[start]
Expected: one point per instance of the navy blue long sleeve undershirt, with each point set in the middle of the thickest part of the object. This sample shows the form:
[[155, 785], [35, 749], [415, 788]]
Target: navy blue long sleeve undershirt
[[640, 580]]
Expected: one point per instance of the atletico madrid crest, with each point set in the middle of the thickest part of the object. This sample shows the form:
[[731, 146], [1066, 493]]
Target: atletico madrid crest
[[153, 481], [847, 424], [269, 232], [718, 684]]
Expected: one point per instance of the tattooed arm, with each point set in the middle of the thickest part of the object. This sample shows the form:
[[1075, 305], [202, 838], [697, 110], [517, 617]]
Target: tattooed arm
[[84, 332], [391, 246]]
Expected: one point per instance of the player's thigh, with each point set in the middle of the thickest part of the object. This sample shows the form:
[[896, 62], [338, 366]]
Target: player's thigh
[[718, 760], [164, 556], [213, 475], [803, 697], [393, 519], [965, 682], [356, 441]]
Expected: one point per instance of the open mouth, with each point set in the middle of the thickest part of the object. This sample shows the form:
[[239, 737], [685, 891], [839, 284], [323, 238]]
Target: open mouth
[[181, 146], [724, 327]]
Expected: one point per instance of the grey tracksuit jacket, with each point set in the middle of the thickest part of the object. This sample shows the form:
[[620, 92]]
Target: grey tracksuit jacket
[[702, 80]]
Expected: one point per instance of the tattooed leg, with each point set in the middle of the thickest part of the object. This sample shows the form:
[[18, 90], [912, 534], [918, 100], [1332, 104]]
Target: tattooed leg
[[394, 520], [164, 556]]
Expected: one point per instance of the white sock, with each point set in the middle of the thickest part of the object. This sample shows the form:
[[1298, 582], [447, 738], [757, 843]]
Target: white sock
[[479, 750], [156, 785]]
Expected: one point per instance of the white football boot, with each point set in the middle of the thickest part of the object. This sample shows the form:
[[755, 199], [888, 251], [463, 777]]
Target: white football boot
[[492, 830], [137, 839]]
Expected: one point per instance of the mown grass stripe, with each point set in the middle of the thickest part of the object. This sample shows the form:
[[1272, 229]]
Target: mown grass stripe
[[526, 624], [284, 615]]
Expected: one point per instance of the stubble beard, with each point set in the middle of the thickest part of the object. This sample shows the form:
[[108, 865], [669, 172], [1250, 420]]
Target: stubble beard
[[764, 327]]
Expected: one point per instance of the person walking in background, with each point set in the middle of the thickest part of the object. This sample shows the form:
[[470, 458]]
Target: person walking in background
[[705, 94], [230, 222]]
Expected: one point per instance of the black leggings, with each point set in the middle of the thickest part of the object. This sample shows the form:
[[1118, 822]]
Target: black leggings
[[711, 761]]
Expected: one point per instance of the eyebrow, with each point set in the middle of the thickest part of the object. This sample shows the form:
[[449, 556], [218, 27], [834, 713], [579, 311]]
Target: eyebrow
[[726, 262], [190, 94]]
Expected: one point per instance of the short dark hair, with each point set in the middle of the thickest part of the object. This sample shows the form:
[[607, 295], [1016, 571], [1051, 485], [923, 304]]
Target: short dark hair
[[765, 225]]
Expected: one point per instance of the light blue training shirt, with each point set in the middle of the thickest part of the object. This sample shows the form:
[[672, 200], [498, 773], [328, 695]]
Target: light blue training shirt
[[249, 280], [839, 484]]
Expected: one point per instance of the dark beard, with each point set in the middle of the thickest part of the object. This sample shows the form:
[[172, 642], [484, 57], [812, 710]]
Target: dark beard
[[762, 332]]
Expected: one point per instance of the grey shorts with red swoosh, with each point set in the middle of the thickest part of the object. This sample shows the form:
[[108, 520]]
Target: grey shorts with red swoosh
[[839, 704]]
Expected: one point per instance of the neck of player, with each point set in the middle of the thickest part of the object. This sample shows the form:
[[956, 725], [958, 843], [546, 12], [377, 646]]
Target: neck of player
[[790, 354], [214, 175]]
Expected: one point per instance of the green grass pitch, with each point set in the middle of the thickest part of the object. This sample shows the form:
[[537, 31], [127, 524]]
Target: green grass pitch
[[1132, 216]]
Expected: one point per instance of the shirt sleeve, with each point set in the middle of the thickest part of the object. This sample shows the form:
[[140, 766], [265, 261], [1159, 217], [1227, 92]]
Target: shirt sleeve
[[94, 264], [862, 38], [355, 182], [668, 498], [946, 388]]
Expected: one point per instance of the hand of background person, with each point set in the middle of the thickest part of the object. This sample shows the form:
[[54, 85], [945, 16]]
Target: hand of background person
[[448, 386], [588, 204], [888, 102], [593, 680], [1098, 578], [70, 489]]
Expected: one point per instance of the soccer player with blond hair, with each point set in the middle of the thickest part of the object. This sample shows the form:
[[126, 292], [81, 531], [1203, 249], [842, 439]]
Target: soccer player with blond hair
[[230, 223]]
[end]
Reproduce every line of the entries above, with nothing changed, added, or left out.

**RIGHT ANSWER**
Expected: one point per instance of the navy blue long sleeve undershirt, with each point set in the middle of the thickest part of the object. This sample shows the form:
[[155, 785], [35, 749], [415, 788]]
Target: navy blue long sleeve undershirt
[[640, 580]]
Expected: one point per instance of the atletico madrid crest, with each point set in the middle of the thickest part of the object. This sample shows the form:
[[731, 146], [1066, 493]]
Target: atletico madrid crest
[[153, 481], [847, 424], [269, 232], [718, 684]]
Expected: one point per instance of the tattooed arm, with each point set in the middle of the thickest part of the object. This sample shows the form:
[[1075, 305], [202, 838], [697, 110], [517, 617]]
Target: tattooed arm
[[84, 332], [391, 246]]
Expected: one point per instance of the player's thigh, with each point set in the middle of the thickest part of the object. This sample shows the form:
[[896, 62], [338, 366]]
Target: player's thigh
[[718, 760], [164, 556], [213, 475], [803, 697], [393, 519], [965, 682], [356, 441]]
Expected: one point per instance of the open mouth, with each point set in the middle of the thickest part of the object. This sample shows the form:
[[239, 737], [685, 891], [839, 284], [323, 238]]
Target: open mouth
[[181, 146], [724, 327]]
Expected: one point per instance of the grey tracksuit jacket, with each point set in the middle of the thickest part of the object. This sample shows the form:
[[620, 92]]
Target: grey tracksuit jacket
[[702, 80]]
Expected: one point per instance of the tattooed leg, with each point set in the middle of the thickest part of the object. This sample shows the form:
[[18, 90], [912, 534], [918, 100], [1332, 104]]
Target: tattooed leg
[[394, 520], [164, 556]]
Expected: one point per instance of the white sock, with each point set in the middle of the thickest part of the object. This sample shows the form:
[[1298, 582], [447, 738], [757, 843]]
Target: white sock
[[479, 750], [156, 785]]
Expected: one point per instance of the white football boot, with each point set in the middle of the thickest part of the object. This sample shows the form:
[[755, 199], [888, 251], [463, 777]]
Target: white football boot
[[492, 830], [137, 839]]
Expected: one point per instance of the mown grass stripe, with each point set in the middle of the thickest part of the object. This sample shows the form:
[[1272, 229]]
Target: mown grass stripe
[[526, 624], [284, 615]]
Expected: one point per instance of the stubble beard, with each point set in the middle of the thickest part of the object. This sample shows the form:
[[108, 865], [669, 172], [1250, 420]]
Target: stubble beard
[[764, 327]]
Expected: one point per instance of the person walking in background, with each point set in the middle of the thickest part of the object. This sample shows the form:
[[470, 458]]
Target: person walking in background
[[705, 94], [230, 222]]
Expected: one point per instance of the black leggings, with each point set in the middle of the thickest part of the object. This sample shows the form:
[[1118, 822]]
Target: black leggings
[[711, 761]]
Expected: one point per instance of the eyebrow, with each point set in the middle of the thickest part of the object. This sample shows the form:
[[449, 556], [218, 27], [834, 713], [579, 311]]
Target: eyebrow
[[726, 262], [190, 94]]
Expected: one point per instance of the short dark hair, with each point set in the middle of the thickest part of the object. This sample shows the form:
[[607, 295], [1016, 571], [1051, 485], [923, 304]]
Target: short dark hair
[[765, 225]]
Expected: one point per instance of the light blue training shirt, with each point set in the middle of the thickest part of the object. This sample shows the form:
[[672, 200], [498, 773], [328, 695]]
Target: light blue training shirt
[[249, 280], [839, 484]]
Expected: one point per instance of the dark beard, with each point set in the middle of the thickest part of the object. This sample shows the form:
[[172, 642], [484, 57], [812, 710]]
Target: dark beard
[[762, 332]]
Expected: one point per instance of the grey shorts with red swoosh, with each point set in the middle of the thickest part of the object. This sample shows the form:
[[108, 520]]
Target: grey shorts with red swoosh
[[839, 704]]
Expected: one point per instance of the neck of player, with each point set in the middle of the thickest part of the object. This sample shows the form:
[[956, 725], [958, 843], [546, 12], [377, 646]]
Target: neck of player
[[790, 354], [214, 175]]
Expected: one point per instance of the green grass pitch, with each point set in the middle of the thickest part of the object. This sample shows the form:
[[537, 31], [127, 524]]
Target: green grass pitch
[[1132, 216]]
Expected: one point per instance of the shirt sleeve, with each point set in the middle of the thickest part of the object. This sample shows the form:
[[140, 766], [265, 261], [1159, 217], [1227, 92]]
Target: shirt sleeve
[[94, 264], [862, 38], [355, 182], [668, 498], [946, 388]]
Expected: one point per instance of the hand of background person, with each point set in the middle of the thickest part of the object. This sample shows the form:
[[54, 85], [945, 16]]
Target: hand of background person
[[448, 386], [588, 204], [888, 102], [593, 680], [1098, 578], [70, 489]]
Expected: one point per instance of the soccer player with blond hair, with each point set in the middle of the thickest part of the object. This sample shows the form:
[[126, 292], [81, 531], [1203, 249], [842, 439]]
Target: soccer player with blond hair
[[230, 223]]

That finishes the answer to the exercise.